_Extrait_
>>>>
Le problème, note Santé Info Droits, c’est que certaines questions sont imprécises voire insécurisantes. Par exemple l’absence de limites dans le temps de certaines questions posées est susceptible d’entraîner des difficultés. Comme l’explique le rapport 2014, les signataires de la convention Aeras ont harmonisé la formulation des questions intégrées dans les questionnaires de santé de 1er niveau. Les représentants des assurances ont accepté de limiter dans le temps les questions posées. Ainsi les questionnaires de santé de 1er niveau ne doivent, en théorie, plus porter sur un historique médical allant au-delà de quinze ans en ce qui concerne les prises en charge au titre d’une ALD et de dix ans pour les arrêts de travail et les prescriptions de traitements médicaux.

D’autres évolutions ont récemment eu lieu : le droit à l’oubli. Elles permettent notamment aux personnes atteintes d’un cancer il y a plus de quinze ans de ne plus avoir à déclarer cet événement. Il est "prévu que les questionnaires de santé devront très clairement mentionner que les personnes concernées pourront ne pas indiquer ces informations anciennes et qu’en tout état de cause, les assureurs ne pourraient tenir compte des éléments en lien avec cet événement qui aurait éventuellement été porté à leur connaissance".

Aeras : les questionnaires de santé
Il existe deux types de questionnaires de santé, explique le site de la convention Aeras : le questionnaire simplifié (ou 1er niveau) et le questionnaire détaillé par pathologie.
- Le questionnaire simplifié comprend une série limitée de questions simples (entre dix et quinze questions). Il correspond au niveau 1 d’assurance. Vous pouvez le remplir seul, sans difficulté.
- Le questionnaire par pathologie est plus détaillé. Il correspond à l’examen des demandes de niveaux 2 et 3.

Le rôle de votre médecin : il peut vous aider à remplir un questionnaire de santé simplifié. Mais il n’appartient qu’à vous de le signer et de prendre ainsi la responsabilité des réponses apportées. Si l’assureur vous demande de remplir un questionnaire détaillé, dans la mesure où il est plus technique, le médecin en charge des soins pour la pathologie concernée peut y  répondre. Dans ce cas, le questionnaire vous sera remis en main propre et vous devrez l’adresser vous-même au médecin conseil de la compagnie d’assurance.
Les questionnaires de santé que les assureurs vous donneront à remplir, ainsi que les clauses générales de votre contrat d’assurance, respecteront les dispositions sur le "droit à l’oubli".
<<<<
_Données d'ancrage texte-région_
>>>>
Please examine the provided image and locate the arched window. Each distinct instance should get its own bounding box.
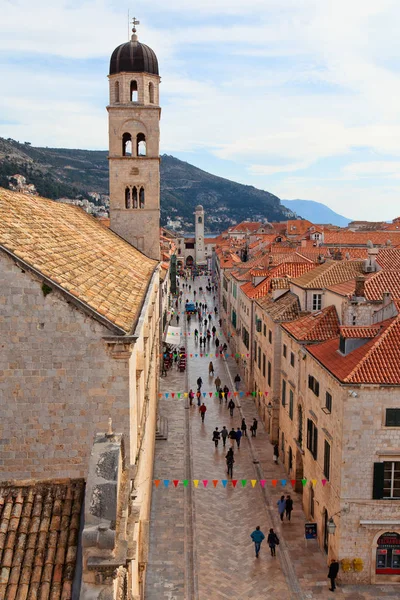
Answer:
[149,82,154,104]
[131,81,138,102]
[122,133,132,156]
[136,133,147,156]
[132,186,137,208]
[125,187,131,208]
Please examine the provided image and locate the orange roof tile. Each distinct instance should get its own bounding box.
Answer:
[0,188,157,333]
[282,306,339,342]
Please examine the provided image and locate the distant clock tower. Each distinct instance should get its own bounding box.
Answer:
[107,19,161,260]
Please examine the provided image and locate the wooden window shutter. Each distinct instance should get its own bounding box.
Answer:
[372,463,385,500]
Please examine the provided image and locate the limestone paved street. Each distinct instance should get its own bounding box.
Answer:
[145,277,398,600]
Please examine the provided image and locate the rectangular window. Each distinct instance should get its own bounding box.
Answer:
[325,392,332,412]
[282,379,286,406]
[307,419,318,460]
[308,375,319,396]
[385,408,400,427]
[324,440,331,481]
[289,390,293,421]
[313,294,322,310]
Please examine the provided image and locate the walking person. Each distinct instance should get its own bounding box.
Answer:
[228,398,235,417]
[199,402,207,423]
[274,444,279,465]
[221,425,228,448]
[236,427,242,450]
[225,448,235,477]
[285,494,293,521]
[229,427,236,448]
[235,373,242,392]
[328,558,339,592]
[277,496,286,521]
[267,528,279,556]
[213,427,221,448]
[250,525,265,558]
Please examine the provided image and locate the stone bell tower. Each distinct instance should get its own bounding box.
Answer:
[107,19,161,260]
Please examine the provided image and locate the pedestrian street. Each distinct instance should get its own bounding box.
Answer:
[145,277,398,600]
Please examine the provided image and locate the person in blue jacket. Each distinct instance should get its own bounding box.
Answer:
[250,525,265,558]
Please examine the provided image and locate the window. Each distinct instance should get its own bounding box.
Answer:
[289,390,293,421]
[130,81,138,102]
[308,375,319,396]
[149,82,154,104]
[324,440,331,481]
[313,294,322,310]
[385,408,400,427]
[324,392,332,412]
[282,379,286,406]
[307,419,318,460]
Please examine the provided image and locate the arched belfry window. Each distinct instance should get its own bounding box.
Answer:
[132,186,137,208]
[131,81,138,102]
[125,187,131,208]
[149,81,154,104]
[122,133,132,156]
[136,133,147,156]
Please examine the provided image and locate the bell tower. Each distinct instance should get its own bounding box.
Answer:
[107,19,161,260]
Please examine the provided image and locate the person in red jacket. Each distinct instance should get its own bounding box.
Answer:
[199,402,207,423]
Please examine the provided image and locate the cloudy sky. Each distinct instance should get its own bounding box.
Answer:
[0,0,400,219]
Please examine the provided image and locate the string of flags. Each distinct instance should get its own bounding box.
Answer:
[158,391,268,398]
[154,478,328,488]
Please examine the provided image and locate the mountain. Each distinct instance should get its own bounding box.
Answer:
[0,138,291,232]
[281,200,352,227]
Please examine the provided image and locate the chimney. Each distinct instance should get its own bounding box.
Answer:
[354,275,366,298]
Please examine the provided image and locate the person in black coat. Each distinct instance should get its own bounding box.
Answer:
[328,558,339,592]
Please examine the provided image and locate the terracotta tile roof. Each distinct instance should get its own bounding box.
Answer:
[0,188,157,332]
[0,480,84,600]
[293,260,364,290]
[307,317,400,385]
[256,292,300,323]
[282,306,339,342]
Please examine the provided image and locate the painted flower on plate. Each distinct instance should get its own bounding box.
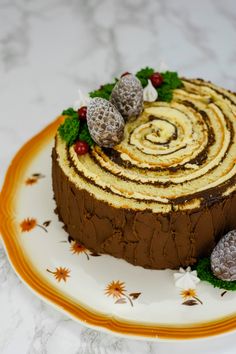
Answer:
[174,267,200,289]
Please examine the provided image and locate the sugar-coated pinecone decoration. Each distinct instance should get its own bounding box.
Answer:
[110,74,143,120]
[87,97,125,147]
[211,230,236,281]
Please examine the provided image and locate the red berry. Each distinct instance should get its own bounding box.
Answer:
[150,73,163,87]
[74,140,89,155]
[78,106,87,120]
[120,71,130,77]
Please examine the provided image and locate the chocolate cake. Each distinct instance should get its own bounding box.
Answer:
[52,74,236,269]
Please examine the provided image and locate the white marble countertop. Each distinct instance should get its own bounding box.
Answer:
[0,0,236,354]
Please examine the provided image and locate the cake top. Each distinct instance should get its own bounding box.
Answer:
[56,68,236,213]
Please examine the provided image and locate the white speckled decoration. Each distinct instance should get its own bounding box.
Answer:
[0,0,236,354]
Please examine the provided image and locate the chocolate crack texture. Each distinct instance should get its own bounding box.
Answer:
[52,79,236,269]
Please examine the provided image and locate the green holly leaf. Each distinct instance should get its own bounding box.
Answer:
[156,83,173,102]
[62,107,78,118]
[89,79,118,100]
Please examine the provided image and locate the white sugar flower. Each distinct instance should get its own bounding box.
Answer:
[143,80,158,102]
[73,90,90,111]
[174,267,200,289]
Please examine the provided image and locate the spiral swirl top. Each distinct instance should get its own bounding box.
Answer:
[56,79,236,213]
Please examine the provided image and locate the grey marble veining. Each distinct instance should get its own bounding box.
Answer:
[0,0,236,354]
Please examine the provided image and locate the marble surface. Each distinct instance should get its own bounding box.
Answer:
[0,0,236,354]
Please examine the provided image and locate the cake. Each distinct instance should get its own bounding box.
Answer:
[52,71,236,269]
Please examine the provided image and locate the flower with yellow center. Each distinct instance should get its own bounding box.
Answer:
[180,289,197,300]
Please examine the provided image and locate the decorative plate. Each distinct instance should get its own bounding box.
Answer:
[0,117,236,340]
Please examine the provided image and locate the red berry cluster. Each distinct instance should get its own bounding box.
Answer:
[74,106,89,155]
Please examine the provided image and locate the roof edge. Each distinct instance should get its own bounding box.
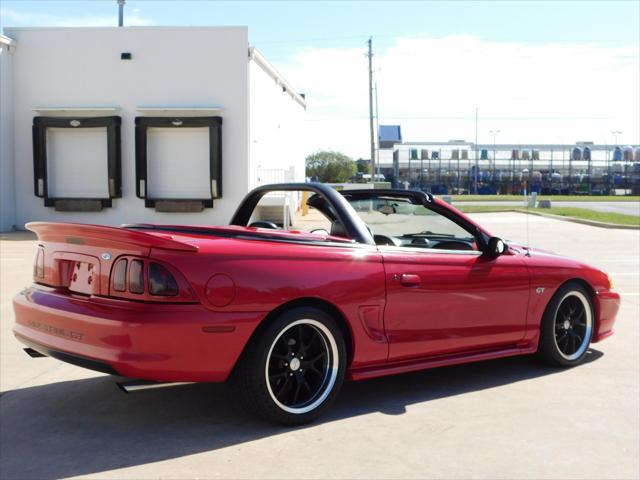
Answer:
[0,33,16,47]
[249,46,307,109]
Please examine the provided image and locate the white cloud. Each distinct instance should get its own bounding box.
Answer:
[278,35,640,158]
[0,8,153,27]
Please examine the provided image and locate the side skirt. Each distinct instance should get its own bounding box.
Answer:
[347,345,536,381]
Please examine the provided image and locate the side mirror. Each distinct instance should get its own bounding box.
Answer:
[487,237,507,258]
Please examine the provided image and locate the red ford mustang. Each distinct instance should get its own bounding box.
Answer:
[14,184,620,424]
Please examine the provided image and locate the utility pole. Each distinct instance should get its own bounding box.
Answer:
[118,0,125,27]
[473,107,478,195]
[371,82,380,180]
[367,37,376,182]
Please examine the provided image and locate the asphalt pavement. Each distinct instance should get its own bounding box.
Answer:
[0,213,640,479]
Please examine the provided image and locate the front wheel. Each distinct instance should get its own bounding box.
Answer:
[538,282,595,367]
[232,308,346,425]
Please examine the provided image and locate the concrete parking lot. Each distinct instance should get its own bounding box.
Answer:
[0,213,640,479]
[455,200,640,217]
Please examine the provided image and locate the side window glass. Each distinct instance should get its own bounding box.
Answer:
[249,191,336,236]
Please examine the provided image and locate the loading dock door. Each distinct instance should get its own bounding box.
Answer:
[147,128,211,199]
[47,127,109,199]
[136,117,222,212]
[33,116,122,211]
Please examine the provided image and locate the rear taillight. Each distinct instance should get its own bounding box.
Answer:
[149,262,178,296]
[129,260,144,295]
[109,257,197,302]
[33,247,44,281]
[113,258,129,292]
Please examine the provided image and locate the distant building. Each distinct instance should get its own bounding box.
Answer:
[378,125,402,149]
[0,27,306,231]
[377,135,640,195]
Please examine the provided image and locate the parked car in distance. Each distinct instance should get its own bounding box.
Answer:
[14,183,620,425]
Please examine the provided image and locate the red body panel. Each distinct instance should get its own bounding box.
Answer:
[14,213,619,381]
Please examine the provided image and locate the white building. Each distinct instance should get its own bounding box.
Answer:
[0,27,306,231]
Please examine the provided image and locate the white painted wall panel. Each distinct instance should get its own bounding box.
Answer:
[147,128,211,199]
[0,44,15,232]
[47,127,109,198]
[249,61,305,187]
[8,27,249,227]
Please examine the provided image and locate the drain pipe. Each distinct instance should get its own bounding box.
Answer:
[116,380,196,393]
[118,0,125,27]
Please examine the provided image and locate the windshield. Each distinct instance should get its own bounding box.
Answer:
[348,197,473,240]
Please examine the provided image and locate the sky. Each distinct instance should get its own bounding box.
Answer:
[0,0,640,158]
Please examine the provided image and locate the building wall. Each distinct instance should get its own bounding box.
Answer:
[249,60,305,188]
[0,42,16,232]
[2,27,250,228]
<<<<
_Exercice A_
Répondez aux questions suivantes à partir de l'extrait sur les questionnaires de santé.
(i) Combien de questions comprend le questionnaire simplifié ?
(ii) Sur combien d'années au plus un questionnaire de 1er niveau peut-il porter pour les arrêts de travail ?
(iii) Qui peut répondre au questionnaire détaillé demandé par l'assureur ?
_Exercice B_
Poursuivez le texte sur les questionnaires de santé et le droit à l'oubli après sa dernière phrase.
Les données ci-dessus n'ont aucun lien avec l'extrait.

_Réponse rédigée A_
(i) Entre dix et quinze questions.
(ii) Dix ans.
(iii) Le médecin en charge des soins pour la pathologie concernée.

_Réponse rédigée B_
A savoir : La formulation des questions relatives aux arrêts de travail et à la prescription d’un traitement médical, à la prise en charge au titre des affections de longue durée (ALD), à l'invalidité et à l'allocation pour adulte handicapé (AAH), a été harmonisée. La question relative à la prise en charge au titre d’une ALD porte au maximum sur les quinze dernières années. La question relative aux arrêts de travail ainsi qu'à la prescription d’un traitement médical, porte sur des durées de plus de vingt-et-un jours et au maximum, sur les dix dernières années. Le délai de mise à jour des questionnaires de santé à la suite d’une modification de la grille de référence par pathologies ne peut excéder trois mois.

Droit à l’oubli : l’avenant de septembre 2015
Depuis sa création en 1991, la convention Aeras a été largement modifiée en 2001 puis 2006, puis 2011. La dernière modification d’ampleur date de 2015.
Un nouvel avenant à la convention Aeras a été signé le 2 septembre 2015. Il introduit le "droit à l’oubli". Celui-ci regroupe deux dispositifs :
- Absence de déclaration : les anciens malades du cancer ont la possibilité, passé certains délais, de ne pas le déclarer lors de la souscription d’un contrat d’assurance emprunteur et, en conséquence, de ne se voir appliquer aucune exclusion de garantie ou surprime du fait de ce cancer.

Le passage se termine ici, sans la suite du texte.